• **Task objective**
Which lines below contain the word "white"? Copy each of them in full.

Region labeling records

-- Begin --

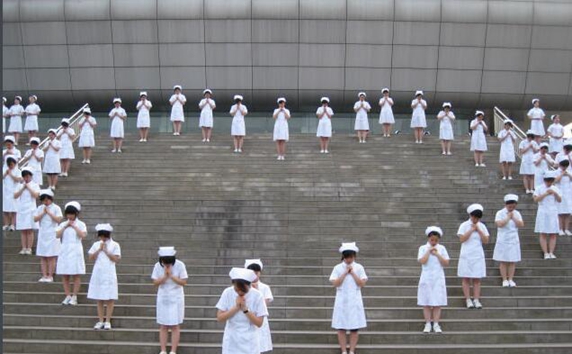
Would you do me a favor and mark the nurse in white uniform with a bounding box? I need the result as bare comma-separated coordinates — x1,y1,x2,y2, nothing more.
216,268,268,354
379,87,395,138
354,92,371,144
417,226,449,333
457,204,489,309
199,89,216,143
34,189,63,283
493,194,524,288
151,247,189,354
330,242,368,353
135,91,153,143
87,224,121,330
272,97,290,160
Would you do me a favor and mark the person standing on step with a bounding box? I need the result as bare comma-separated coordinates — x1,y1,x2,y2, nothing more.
316,97,334,154
56,201,87,306
354,92,371,144
135,91,153,143
272,97,290,160
244,259,274,353
109,98,127,153
470,111,489,167
411,90,427,144
437,102,455,155
533,171,562,259
417,226,449,333
330,242,368,354
493,194,524,288
199,89,216,143
457,204,489,309
87,224,121,330
169,85,187,136
518,130,539,194
379,87,395,138
230,95,248,153
216,268,268,354
78,107,97,164
151,247,189,354
34,189,63,283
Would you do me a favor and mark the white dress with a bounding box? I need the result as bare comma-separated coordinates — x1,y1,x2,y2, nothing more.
199,98,216,128
498,129,516,163
526,107,546,136
230,104,248,136
87,238,121,300
316,106,334,138
330,262,367,330
58,127,75,160
216,286,268,354
354,101,371,131
411,99,427,128
379,97,395,124
24,103,42,132
16,181,40,230
151,259,189,326
136,100,153,129
437,111,455,140
44,139,62,174
109,107,127,139
56,218,87,275
34,203,63,257
493,208,522,262
77,116,97,147
534,183,562,234
417,242,449,306
471,118,487,151
272,108,290,141
457,220,489,279
169,93,187,122
518,139,538,175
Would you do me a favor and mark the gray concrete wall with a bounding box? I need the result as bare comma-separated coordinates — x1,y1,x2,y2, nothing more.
2,0,572,111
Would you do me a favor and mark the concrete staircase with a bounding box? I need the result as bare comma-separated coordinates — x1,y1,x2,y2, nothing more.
3,134,572,354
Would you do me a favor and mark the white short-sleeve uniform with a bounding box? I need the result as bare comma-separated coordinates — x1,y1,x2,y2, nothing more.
151,259,189,326
354,101,371,131
493,208,522,262
34,203,63,257
169,93,187,122
216,286,268,354
2,166,22,213
471,118,487,151
437,111,455,140
230,104,248,136
44,139,62,174
109,107,127,139
16,181,40,230
518,139,538,175
24,103,42,132
526,107,546,136
417,243,449,306
316,106,334,138
379,97,395,124
498,129,516,163
87,238,121,300
457,220,489,279
411,99,427,128
8,104,25,133
56,219,87,275
199,98,216,128
272,108,290,141
330,262,367,330
136,100,153,129
534,183,562,234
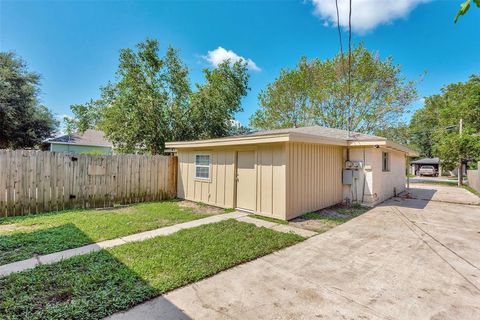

-- End --

• **Full output**
Would you do me a favor and mark the nurse in white uniform with a bounding box? I need the result as bare comma-separated coordinates — x1,y1,x2,y2, nothing more.
Would you do me a favor and mark the white dress with a bounding box? I need the result as bare comma-separated coordinates — x1,y1,x2,y2, nothing more.
Would you do me a favor and mark the white short-sleeve uniform with a bounding box? I need the result as bare comma-separated coordinates — x1,y1,x2,y2, nothing more.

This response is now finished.